▶ [Passage shown]:
··········

As shown above, most groups dropped the limit as they worked through the algebra. Lieljdahl cautions teachers about correcting form too early in the problem-solving process. Thinking is often non-linear, messy and non-routine and students’ white board work should reflect this if they are grappling. Get the mathematical ideas down, then work on the formal notation. A “keep thinking” question to focus them on this issue of the limit might be, “What does the 7/2 tell us about this function?” “Can you write that in words and in mathematical notation?”

Per BTC principles, I also encourage students to look or walk around the room to see what other groups are doing, and I might strategically direct them to a group that has a different answer or approach or presentation. This often results in groups correcting their work or helping others to do so.

If I see a recurring or interesting error, I will at some point discuss this with the class in my “You killed a puppy!” routine. After an algebra error makes the puppy death list, I am known to yell across the room during whiteboard time, “8’s, you killed a puppy!” This gets everyone scrambling to recognize the deathly error.

I also have an embedded tutor, Allison, who is a helpful, nurturing presence. With each question, she moves to a new group that struggled on the previous question and acts as an additional group member. She also holds supplemental instruction sessions after class that are increasingly well attended. You will hear more about her role in the next blog post which Allison and I are co-authoring.

**And repeat**!

** I projected the sequence of problems one at a time without additional demonstration. **Each problem surfaced a new issue. For example, the second problem in this set involves a continuous function, so the limit can be evaluated by substitution. This generated some initial confusion as some groups looked for an algebraic manipulation that could be performed and others realized that the limit could be simply calculated. Some groups used their calculators and got an approximate answer; other groups wrote their answer in exact form. Students naturally gravitated to other groups with different answers and returned to their group with new ideas. Knowledge visibly spread around the room. My sense was that groups were not just copying from other groups. They were talking, explaining, questioning– in short, growing their understanding. Most students were able to answer my questions about their work as I moved about the room, even if they had borrowed an idea from another group. The third problem required factoring, but for the fourth problem factoring was a waste of time. This kept groups actively thinking and engaged.

··········

▶ [Entries supplied]:
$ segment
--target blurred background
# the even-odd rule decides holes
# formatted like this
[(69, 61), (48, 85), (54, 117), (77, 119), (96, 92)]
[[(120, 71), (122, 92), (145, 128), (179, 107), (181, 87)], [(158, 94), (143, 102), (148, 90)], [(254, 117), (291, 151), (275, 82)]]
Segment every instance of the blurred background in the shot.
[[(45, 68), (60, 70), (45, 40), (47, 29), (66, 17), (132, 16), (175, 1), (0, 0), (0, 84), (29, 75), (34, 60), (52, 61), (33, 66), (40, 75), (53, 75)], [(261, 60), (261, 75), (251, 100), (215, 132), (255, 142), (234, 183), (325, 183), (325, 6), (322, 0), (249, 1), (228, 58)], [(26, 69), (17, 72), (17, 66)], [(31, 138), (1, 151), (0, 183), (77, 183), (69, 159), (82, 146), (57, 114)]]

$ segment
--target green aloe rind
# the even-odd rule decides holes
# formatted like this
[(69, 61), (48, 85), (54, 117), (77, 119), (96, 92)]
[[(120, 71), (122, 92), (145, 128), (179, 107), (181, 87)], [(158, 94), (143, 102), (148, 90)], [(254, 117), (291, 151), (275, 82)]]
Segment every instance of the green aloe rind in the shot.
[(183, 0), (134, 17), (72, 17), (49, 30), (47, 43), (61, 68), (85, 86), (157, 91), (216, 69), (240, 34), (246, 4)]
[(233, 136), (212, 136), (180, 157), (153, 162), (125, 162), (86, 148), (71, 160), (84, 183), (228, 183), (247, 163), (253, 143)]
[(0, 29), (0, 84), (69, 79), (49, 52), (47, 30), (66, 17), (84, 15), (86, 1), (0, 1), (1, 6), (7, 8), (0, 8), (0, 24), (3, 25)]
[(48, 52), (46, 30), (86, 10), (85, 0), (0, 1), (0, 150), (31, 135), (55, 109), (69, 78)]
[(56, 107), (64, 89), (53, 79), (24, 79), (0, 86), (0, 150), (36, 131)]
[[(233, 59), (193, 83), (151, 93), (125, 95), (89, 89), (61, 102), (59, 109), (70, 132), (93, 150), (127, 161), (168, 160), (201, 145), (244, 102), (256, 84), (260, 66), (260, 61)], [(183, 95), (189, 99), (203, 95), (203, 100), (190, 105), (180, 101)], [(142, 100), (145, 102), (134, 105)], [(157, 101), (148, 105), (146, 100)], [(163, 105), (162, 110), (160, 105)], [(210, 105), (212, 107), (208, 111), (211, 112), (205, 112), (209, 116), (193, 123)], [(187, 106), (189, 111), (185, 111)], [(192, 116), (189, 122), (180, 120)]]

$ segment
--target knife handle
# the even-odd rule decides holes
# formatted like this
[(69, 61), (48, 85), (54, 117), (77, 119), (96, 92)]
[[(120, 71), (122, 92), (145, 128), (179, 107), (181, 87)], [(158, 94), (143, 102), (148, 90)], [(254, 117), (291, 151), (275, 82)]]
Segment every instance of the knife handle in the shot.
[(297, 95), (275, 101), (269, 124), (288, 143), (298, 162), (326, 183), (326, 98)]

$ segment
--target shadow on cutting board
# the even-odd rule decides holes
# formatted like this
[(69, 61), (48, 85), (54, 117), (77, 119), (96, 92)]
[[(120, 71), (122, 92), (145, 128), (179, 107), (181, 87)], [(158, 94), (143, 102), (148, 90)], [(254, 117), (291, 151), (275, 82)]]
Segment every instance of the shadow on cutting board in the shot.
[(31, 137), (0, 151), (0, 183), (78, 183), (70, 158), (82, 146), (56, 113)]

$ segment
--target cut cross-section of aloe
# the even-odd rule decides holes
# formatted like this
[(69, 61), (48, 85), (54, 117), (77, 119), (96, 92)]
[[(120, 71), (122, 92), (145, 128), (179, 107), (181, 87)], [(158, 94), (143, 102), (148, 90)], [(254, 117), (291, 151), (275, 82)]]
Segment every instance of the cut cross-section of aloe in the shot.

··········

▶ [Task instructions]:
1. Please reproduce the teaching passage between "I also have" and "I are co-authoring.", inclusive.
2. According to the teaching passage, why could the limit in the second problem be found by substitution?

▶ [Expected outputs]:
1.
I also have an embedded tutor, Allison, who is a helpful, nurturing presence. With each question, she moves to a new group that struggled on the previous question and acts as an additional group member. She also holds supplemental instruction sessions after class that are increasingly well attended. You will hear more about her role in the next blog post which Allison and I are co-authoring.

2. The second problem involves a continuous function, so its limit can be evaluated by substitution.